Exercise aim:
Present every line of the listing below as a numbered list, omitting any blank lines.

Records from a dataset:
[BEGIN]

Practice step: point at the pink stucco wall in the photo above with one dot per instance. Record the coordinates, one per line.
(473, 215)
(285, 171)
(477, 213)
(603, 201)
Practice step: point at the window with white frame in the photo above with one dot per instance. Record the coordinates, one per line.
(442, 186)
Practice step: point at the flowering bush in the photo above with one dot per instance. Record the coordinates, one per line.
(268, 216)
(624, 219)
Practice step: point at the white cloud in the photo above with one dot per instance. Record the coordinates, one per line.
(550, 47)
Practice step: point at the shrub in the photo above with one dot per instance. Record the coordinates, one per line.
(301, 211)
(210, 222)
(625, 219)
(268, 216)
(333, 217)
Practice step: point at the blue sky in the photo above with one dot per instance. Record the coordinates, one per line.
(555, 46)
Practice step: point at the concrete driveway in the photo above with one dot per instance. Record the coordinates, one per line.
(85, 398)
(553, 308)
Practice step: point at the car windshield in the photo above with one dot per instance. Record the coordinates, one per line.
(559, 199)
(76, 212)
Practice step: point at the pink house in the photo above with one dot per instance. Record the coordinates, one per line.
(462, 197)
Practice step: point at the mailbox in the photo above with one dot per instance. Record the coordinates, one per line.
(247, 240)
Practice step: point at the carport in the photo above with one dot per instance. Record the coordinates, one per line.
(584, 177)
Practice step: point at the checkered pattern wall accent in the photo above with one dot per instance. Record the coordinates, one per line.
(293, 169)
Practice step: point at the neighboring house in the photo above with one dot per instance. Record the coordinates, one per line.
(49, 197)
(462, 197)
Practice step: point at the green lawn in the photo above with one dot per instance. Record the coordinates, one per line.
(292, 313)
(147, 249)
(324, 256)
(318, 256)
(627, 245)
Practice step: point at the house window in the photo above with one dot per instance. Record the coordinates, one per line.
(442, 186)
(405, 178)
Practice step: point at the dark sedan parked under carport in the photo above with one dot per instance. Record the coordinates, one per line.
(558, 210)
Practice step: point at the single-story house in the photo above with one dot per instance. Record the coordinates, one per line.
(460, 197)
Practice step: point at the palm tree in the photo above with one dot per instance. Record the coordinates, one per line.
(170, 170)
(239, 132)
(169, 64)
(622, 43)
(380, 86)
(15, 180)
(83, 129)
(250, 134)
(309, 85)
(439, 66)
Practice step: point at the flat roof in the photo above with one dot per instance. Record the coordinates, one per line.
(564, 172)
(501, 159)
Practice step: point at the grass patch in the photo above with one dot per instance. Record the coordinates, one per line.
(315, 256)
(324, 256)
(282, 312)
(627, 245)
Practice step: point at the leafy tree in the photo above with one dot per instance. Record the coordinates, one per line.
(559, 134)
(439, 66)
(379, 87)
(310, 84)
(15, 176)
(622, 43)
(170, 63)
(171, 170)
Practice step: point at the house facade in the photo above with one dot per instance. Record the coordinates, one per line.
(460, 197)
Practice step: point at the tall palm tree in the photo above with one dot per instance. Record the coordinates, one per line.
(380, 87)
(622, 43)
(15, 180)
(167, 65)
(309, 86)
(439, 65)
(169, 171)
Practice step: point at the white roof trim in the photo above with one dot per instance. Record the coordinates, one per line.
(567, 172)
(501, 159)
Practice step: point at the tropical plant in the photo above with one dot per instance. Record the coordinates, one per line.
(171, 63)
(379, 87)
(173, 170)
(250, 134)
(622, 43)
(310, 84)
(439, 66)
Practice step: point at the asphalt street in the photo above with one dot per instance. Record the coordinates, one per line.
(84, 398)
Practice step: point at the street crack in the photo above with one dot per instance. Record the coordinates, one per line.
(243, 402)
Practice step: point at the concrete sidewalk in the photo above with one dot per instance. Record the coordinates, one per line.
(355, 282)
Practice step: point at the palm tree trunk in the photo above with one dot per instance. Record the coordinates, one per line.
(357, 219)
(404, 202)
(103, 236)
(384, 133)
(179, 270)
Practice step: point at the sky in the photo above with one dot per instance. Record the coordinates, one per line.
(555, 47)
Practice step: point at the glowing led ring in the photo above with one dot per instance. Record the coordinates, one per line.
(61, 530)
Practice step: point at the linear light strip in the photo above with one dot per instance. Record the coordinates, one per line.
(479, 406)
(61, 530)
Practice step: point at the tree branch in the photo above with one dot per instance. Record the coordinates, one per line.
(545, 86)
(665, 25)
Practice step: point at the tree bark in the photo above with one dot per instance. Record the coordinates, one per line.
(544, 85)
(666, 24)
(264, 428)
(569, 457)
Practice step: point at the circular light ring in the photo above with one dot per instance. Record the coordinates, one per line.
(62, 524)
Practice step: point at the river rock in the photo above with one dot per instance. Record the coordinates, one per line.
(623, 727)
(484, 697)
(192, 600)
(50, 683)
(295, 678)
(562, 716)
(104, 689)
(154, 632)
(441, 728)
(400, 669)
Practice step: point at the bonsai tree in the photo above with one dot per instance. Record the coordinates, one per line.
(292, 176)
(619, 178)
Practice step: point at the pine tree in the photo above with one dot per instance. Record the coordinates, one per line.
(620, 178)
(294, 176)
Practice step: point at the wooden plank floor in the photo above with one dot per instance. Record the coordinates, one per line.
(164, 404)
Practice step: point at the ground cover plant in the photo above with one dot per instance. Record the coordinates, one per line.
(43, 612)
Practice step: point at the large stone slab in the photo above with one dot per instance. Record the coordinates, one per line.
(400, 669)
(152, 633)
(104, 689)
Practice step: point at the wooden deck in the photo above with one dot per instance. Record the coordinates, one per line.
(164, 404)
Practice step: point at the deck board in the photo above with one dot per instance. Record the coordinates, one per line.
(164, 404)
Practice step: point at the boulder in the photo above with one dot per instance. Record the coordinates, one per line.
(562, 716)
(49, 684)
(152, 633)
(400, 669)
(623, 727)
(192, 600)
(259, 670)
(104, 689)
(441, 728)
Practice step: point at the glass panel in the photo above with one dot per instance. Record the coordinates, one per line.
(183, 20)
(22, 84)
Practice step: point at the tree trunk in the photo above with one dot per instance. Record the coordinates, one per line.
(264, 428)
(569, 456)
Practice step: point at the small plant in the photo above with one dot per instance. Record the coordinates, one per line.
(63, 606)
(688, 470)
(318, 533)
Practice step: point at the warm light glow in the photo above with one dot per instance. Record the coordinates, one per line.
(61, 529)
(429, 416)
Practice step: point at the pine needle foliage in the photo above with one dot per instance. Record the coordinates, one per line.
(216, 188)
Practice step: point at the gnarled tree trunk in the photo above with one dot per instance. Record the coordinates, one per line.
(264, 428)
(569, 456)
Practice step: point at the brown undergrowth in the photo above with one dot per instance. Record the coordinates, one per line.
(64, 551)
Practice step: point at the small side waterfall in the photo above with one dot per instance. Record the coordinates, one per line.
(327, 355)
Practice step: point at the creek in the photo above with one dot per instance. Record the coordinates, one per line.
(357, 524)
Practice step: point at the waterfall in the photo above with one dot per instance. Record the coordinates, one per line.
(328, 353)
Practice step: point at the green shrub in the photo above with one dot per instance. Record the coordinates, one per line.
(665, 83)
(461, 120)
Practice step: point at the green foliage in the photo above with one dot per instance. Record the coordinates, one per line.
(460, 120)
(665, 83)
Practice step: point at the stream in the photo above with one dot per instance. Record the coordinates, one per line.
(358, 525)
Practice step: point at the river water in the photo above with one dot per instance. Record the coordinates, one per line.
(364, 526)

[END]

Written solution:
1. Practice step: point at the pink stucco wall in the photo above with one dot per instance. Record the coordinates, one per line.
2. (473, 215)
3. (285, 171)
4. (477, 213)
5. (603, 201)
6. Practice step: point at the window with white frame in the photo above with one dot per instance. Record the coordinates, one per line.
7. (442, 186)
8. Practice step: point at the flowering bush in the photo above with one dot per instance. Record the coordinates, one per line.
9. (268, 216)
10. (624, 219)
11. Practice step: point at the white cloud in the photo above with one dot per instance. Record the coordinates, one per line.
12. (550, 47)
13. Practice step: point at the shrub in the photo above with one dot per instance. Record the coordinates, one per line.
14. (301, 211)
15. (210, 222)
16. (625, 219)
17. (268, 216)
18. (333, 217)
19. Practice step: point at the blue sky in the photo above with one dot per instance. Record the coordinates, one per line.
20. (555, 46)
21. Practice step: point at the concrete driveway in the photo above with one dot per instance. Record the coordinates, one per line.
22. (85, 398)
23. (553, 308)
24. Practice step: point at the car windshield in the photo above with one dot per instance. Record the coordinates, one per line.
25. (559, 199)
26. (76, 212)
27. Practice step: point at the pink house in the photo above with one dot per instance. Record the coordinates, one per line.
28. (462, 197)
29. Practice step: point at the mailbox in the photo above with one dot per instance. Record the coordinates, one per line.
30. (247, 240)
31. Practice step: point at the carport in the photo above with one dot per instance. Record the coordinates, one per line.
32. (584, 177)
33. Practice step: point at the checkered pattern wall accent in the photo above with one dot per instance. Record the coordinates, one per line.
34. (293, 169)
35. Practice step: point at the neighboring house in the photo above with one dot per instance. Record the coordinates, one per line.
36. (49, 197)
37. (462, 197)
38. Practice step: point at the green lawn in the photo above with one dot per instance. Record the coordinates, one per line.
39. (292, 313)
40. (147, 249)
41. (324, 256)
42. (318, 256)
43. (627, 245)
44. Practice step: point at the house window in the photo above with one dot per instance. Record the coordinates, one per line.
45. (442, 186)
46. (405, 178)
47. Practice step: point at the dark sedan parked under carport in the photo above with one dot per instance. Record the coordinates, one per line.
48. (558, 210)
49. Practice step: point at the single-story house in the photo above with one dot per instance. Record the coordinates, one per line.
50. (460, 197)
51. Practice step: point at the palm tree in the photo above with one dot per instance. Record the coordinates, one per line.
52. (170, 170)
53. (239, 132)
54. (169, 64)
55. (622, 43)
56. (380, 86)
57. (15, 180)
58. (83, 129)
59. (250, 134)
60. (309, 85)
61. (439, 66)
62. Practice step: point at the flat roof in the photo above with one dot per instance. Record the coordinates, one per line.
63. (564, 172)
64. (501, 159)
65. Practice step: point at the grass patch in the photo above with one dot per instance. Record the coordinates, one per line.
66. (315, 256)
67. (324, 256)
68. (282, 312)
69. (627, 245)
70. Practice step: point at the leafy tree in the photo above with one dot per instance. Record the coordinates, one per line.
71. (559, 134)
72. (439, 66)
73. (379, 87)
74. (310, 84)
75. (15, 176)
76. (622, 43)
77. (170, 63)
78. (171, 170)
79. Practice step: point at the house facade in the photo above with one dot per instance. Record the coordinates, one per line.
80. (460, 197)
81. Practice step: point at the tall palm tree in the photo above with one dot per instance. Record the coordinates, one per line.
82. (380, 87)
83. (622, 43)
84. (15, 180)
85. (167, 65)
86. (309, 86)
87. (439, 65)
88. (169, 171)
89. Practice step: point at the white roof trim in the photo above with one dot per instance. Record the coordinates, one per line.
90. (567, 172)
91. (501, 159)
92. Practice step: point at the tropical plant in the photo above with one dot per instance. Record the coordinates, one per line.
93. (171, 63)
94. (379, 87)
95. (173, 170)
96. (250, 134)
97. (622, 43)
98. (310, 84)
99. (439, 66)
100. Practice step: point at the asphalt street in the photo above with one dot per instance. Record the coordinates, one per line.
101. (84, 398)
102. Practice step: point at the street crack in the photo above with one dot per instance. Record the coordinates, one per line.
103. (243, 402)
104. Practice step: point at the concrete sidewalk in the photo above with one dot per instance. Record the coordinates, one per line.
105. (355, 282)
106. Practice step: point at the palm tree trunk in the photo above with one dot per instance. Record the coordinates, one per line.
107. (357, 219)
108. (404, 202)
109. (103, 236)
110. (384, 133)
111. (179, 270)
112. Practice step: point at the sky in the photo above with one dot per instance. Record the coordinates, one per line.
113. (555, 47)
114. Practice step: point at the glowing led ring in the photo above with one dot per instance. Record the coordinates, one per line.
115. (61, 530)
116. Practice step: point at the linear light strip in the photo above with one dot per instance. Record the coordinates, one per line.
117. (479, 406)
118. (61, 530)
119. Practice step: point at the tree branch in the photo above with one dot per instance. Record the coordinates, one per line.
120. (545, 86)
121. (665, 25)
122. Practice step: point at the tree bark in the photo above with one dot per instance. Record the coordinates, one per line.
123. (544, 85)
124. (666, 24)
125. (264, 428)
126. (569, 457)
127. Practice step: point at the circular light ring in the photo above with one dot per instance. Record the coordinates, one per line.
128. (62, 524)
129. Practice step: point at the river rock in the photo above with one dot per instance. Record the coordinates, one per line.
130. (623, 727)
131. (484, 697)
132. (192, 600)
133. (50, 683)
134. (295, 678)
135. (562, 716)
136. (104, 689)
137. (154, 632)
138. (441, 728)
139. (400, 669)
140. Practice step: point at the bonsai tree in the photo above with one dot per instance. Record the coordinates, one per line.
141. (292, 176)
142. (619, 178)
143. Practice step: point at the pine tree in the photo above with one dot per instance. Record the coordinates, one per line.
144. (620, 178)
145. (294, 176)
146. Practice step: point at the wooden plank floor in the photo above with one dot per instance. Record the coordinates, one per line.
147. (164, 404)
148. Practice step: point at the ground cover plant in the photo above with one dot per instance. Record the coordinates, one per line.
149. (43, 612)
150. Practice step: point at the large stone slab in the photo above with one dot per instance. Record the coordinates, one per line.
151. (400, 669)
152. (152, 633)
153. (104, 689)
154. Practice step: point at the wooden deck in the photo above with one dot per instance. Record the coordinates, one per line.
155. (164, 404)
156. Practice step: point at the deck board in the photo above with one dot per instance. Record the coordinates, one per line.
157. (164, 404)
158. Practice step: point at the boulder in the photo above with one dot per instance. Record the coordinates, one per line.
159. (562, 716)
160. (49, 684)
161. (152, 633)
162. (400, 669)
163. (623, 727)
164. (192, 600)
165. (259, 670)
166. (104, 689)
167. (441, 728)
168. Practice step: point at the glass panel in the photo above with one dot per instance. Record the coordinates, one per line.
169. (183, 20)
170. (22, 84)
171. Practice step: point at the tree trunk in the photo above with one dot per instance. Record the coordinates, one per line.
172. (264, 428)
173. (569, 456)
174. Practice step: point at the small plant in the photo above with one dot per instance. Record the coordinates, one per line.
175. (63, 606)
176. (688, 470)
177. (318, 533)
178. Practice step: point at the warm light glow in the photo above with one dot per instance. Record the coordinates, one per line.
179. (61, 529)
180. (429, 416)
181. Practice step: point at the pine needle foliage in the photo above with one dot per instance. Record the coordinates, one per line.
182. (216, 188)
183. Practice step: point at the gnarled tree trunk in the photo above with one dot per instance. Record the coordinates, one per line.
184. (264, 428)
185. (569, 456)
186. Practice step: point at the brown undergrowth in the photo above with one dot per instance. Record the coordinates, one per line.
187. (64, 551)
188. Practice step: point at the small side waterfall in the photo above with one dot per instance. Record the coordinates, one per line.
189. (327, 355)
190. Practice step: point at the creek in the photo above with one dot per instance. Record the coordinates, one per line.
191. (357, 524)
192. Practice step: point at the waterfall in the photo above with one dot per instance. Record the coordinates, one per line.
193. (328, 353)
194. Practice step: point at the green shrub in the photo above with one dot per instance. Record the coordinates, one per line.
195. (665, 83)
196. (461, 120)
197. Practice step: point at the green foliage in the photo above with one dot per instance. Record the coordinates, one per line.
198. (460, 120)
199. (665, 83)
200. Practice step: point at the stream in the photo above with one dot per instance. Record the coordinates, one per line.
201. (358, 525)
202. Practice step: point at the river water in the photo above with one dot per instance. Record the coordinates, one per line.
203. (364, 526)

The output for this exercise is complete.